— ASSIGNMENT —
Please copy out every line in the entries that includes the word "returns".
(DATA SECTION Opens)
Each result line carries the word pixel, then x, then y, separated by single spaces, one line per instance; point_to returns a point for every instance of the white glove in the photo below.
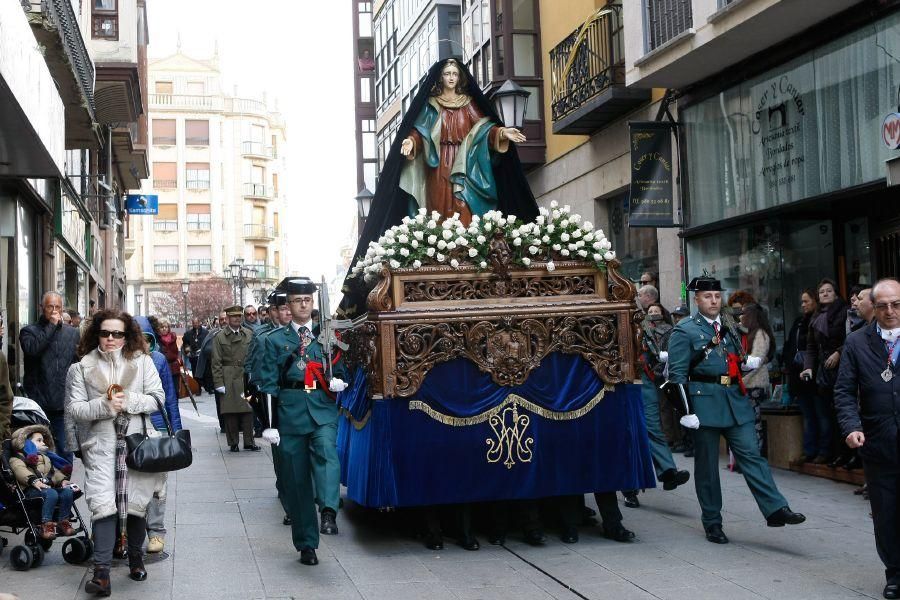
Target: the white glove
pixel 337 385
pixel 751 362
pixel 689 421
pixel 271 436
(DATA SECTION Closes)
(DATA SECTION Opens)
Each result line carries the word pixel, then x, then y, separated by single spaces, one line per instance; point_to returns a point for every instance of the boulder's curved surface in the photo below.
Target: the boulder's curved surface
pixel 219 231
(DATA SECTION Closes)
(DATA SECTION Opens)
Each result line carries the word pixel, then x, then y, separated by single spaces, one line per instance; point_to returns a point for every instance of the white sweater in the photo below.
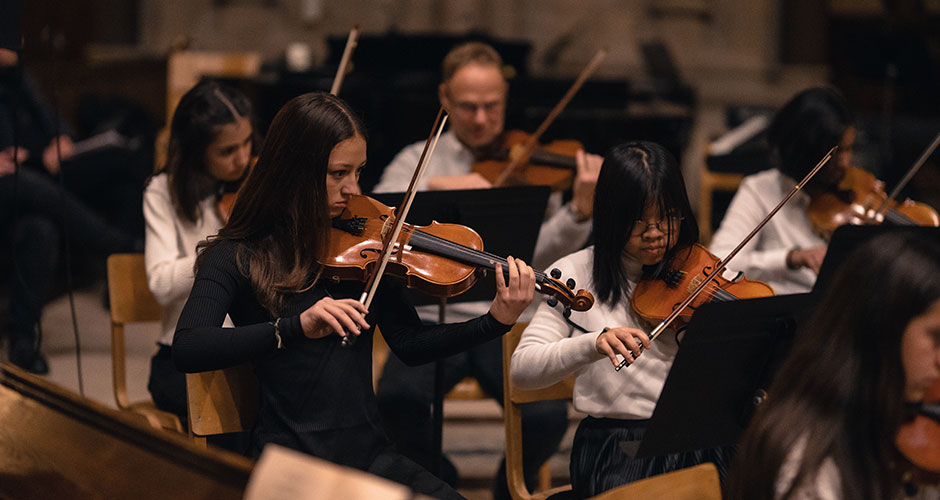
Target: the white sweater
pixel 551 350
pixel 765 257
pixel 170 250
(DATA SECTION Closes)
— ANSWER TO THIS EXERCISE —
Each result line carries the word pixel, then x, then y, separated by single spaces, one line per instance; point_to returns a point for every instance of the white glove in the photo below.
Each result line carries the word pixel, then x, then y, separated by single spaces, one line per instance; point_to returns a point for every instance of the boulder's curved surface in the photo below.
Each result line carries the word pixel, then x, then y, separated by single spaces, one line per instance; point_to returns a point for every instance of the white sweater in the photo below.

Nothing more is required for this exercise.